** Opening TEXT UNDER STUDY block **

Lewanika's eldest son was named Litia, and succeeded as Yeta III on his father´s death. His third son Imwiko succeeded his brother in 1945, but died three years later and was succeeded by a third brother, Mwanawina III. On his death in 1968, a fourth brother Mbikusita reigned as Litunga from 1968 to 1977 as Lewanika II. A newspaper-article from 1902 mentioned two sons, Imasiku and Lubosi, who were educated in the UK at the time, and a son-in-law called Ishi-Kambai. One of his daughters worked as a teacher in his capital, and another was reported to have died while he was in the United Kingdom in 1902.

Lewanika's youngest daughter was Her Royal Highness Lundambuyu Dorcas Lewanika, who ruled as Mboajikana in Kalabo District, from 1959 to 1995. She has two children Maureen Mwangala Mutau and Martin Mwanangombe Mutau, however she fostered many children and orphans. Her Grand Children from Maureen are, Lundambuyu Mwenda, (Mrs Linda Kalinda), Notulu Mwenda (Mrs Notulu Lungu), Lungowe Mwenda (Mrs Lungowe Mwapela), Mwangala Mwenda, (Mrs Mwangala Lethbridge), Nyambe Mwenda (son). Her Great Grand Children from Maureen are Kelvin Muimanenwa Mulenga, Philip Kalinda, Sven Kalinda and Lundambuyu Mwapela.
The Lewanika name continues to be used as part of a family name, for instance by Lewanika II's children Akashambatwa Mbikusita-Lewanika, a Zambian statesman and Inonge Mbikusita-Lewanika, a former ambassador of the Republic of Zambia in the United States.

** Closing TEXT UNDER STUDY block **
** Opening DATA RECORDS block **

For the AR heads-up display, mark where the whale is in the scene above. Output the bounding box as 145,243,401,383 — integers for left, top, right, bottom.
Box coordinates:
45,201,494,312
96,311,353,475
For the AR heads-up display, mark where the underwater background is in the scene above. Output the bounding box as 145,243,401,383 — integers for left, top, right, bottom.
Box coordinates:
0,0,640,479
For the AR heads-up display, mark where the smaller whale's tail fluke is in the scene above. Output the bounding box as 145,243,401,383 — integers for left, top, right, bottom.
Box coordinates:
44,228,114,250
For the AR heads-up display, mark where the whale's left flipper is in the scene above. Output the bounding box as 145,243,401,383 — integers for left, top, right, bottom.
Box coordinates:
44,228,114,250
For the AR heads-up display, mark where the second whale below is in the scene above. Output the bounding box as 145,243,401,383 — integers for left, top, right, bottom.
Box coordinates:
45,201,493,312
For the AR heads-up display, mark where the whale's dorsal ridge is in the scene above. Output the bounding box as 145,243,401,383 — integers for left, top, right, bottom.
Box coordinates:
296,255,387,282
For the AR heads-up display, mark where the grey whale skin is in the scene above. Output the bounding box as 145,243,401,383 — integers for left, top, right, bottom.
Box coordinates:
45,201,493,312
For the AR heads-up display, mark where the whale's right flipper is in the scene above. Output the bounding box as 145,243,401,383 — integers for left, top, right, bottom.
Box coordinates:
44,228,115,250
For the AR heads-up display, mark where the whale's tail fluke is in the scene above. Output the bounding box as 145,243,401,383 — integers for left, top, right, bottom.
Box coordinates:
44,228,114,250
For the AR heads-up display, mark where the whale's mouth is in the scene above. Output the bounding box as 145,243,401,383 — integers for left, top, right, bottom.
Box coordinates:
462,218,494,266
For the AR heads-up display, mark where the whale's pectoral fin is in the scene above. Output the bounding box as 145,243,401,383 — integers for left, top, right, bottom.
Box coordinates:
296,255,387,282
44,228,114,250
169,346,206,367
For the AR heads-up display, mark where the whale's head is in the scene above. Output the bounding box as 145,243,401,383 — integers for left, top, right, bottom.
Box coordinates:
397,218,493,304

** Closing DATA RECORDS block **

● **WORK REQUEST**
List every son of Lewanika whom the passage about Lewanika's descendants names. Work only from the passage about Lewanika's descendants.

● **TASK OUTPUT**
Litia, Imwiko, Mwanawina III, Mbikusita, Imasiku, Lubosi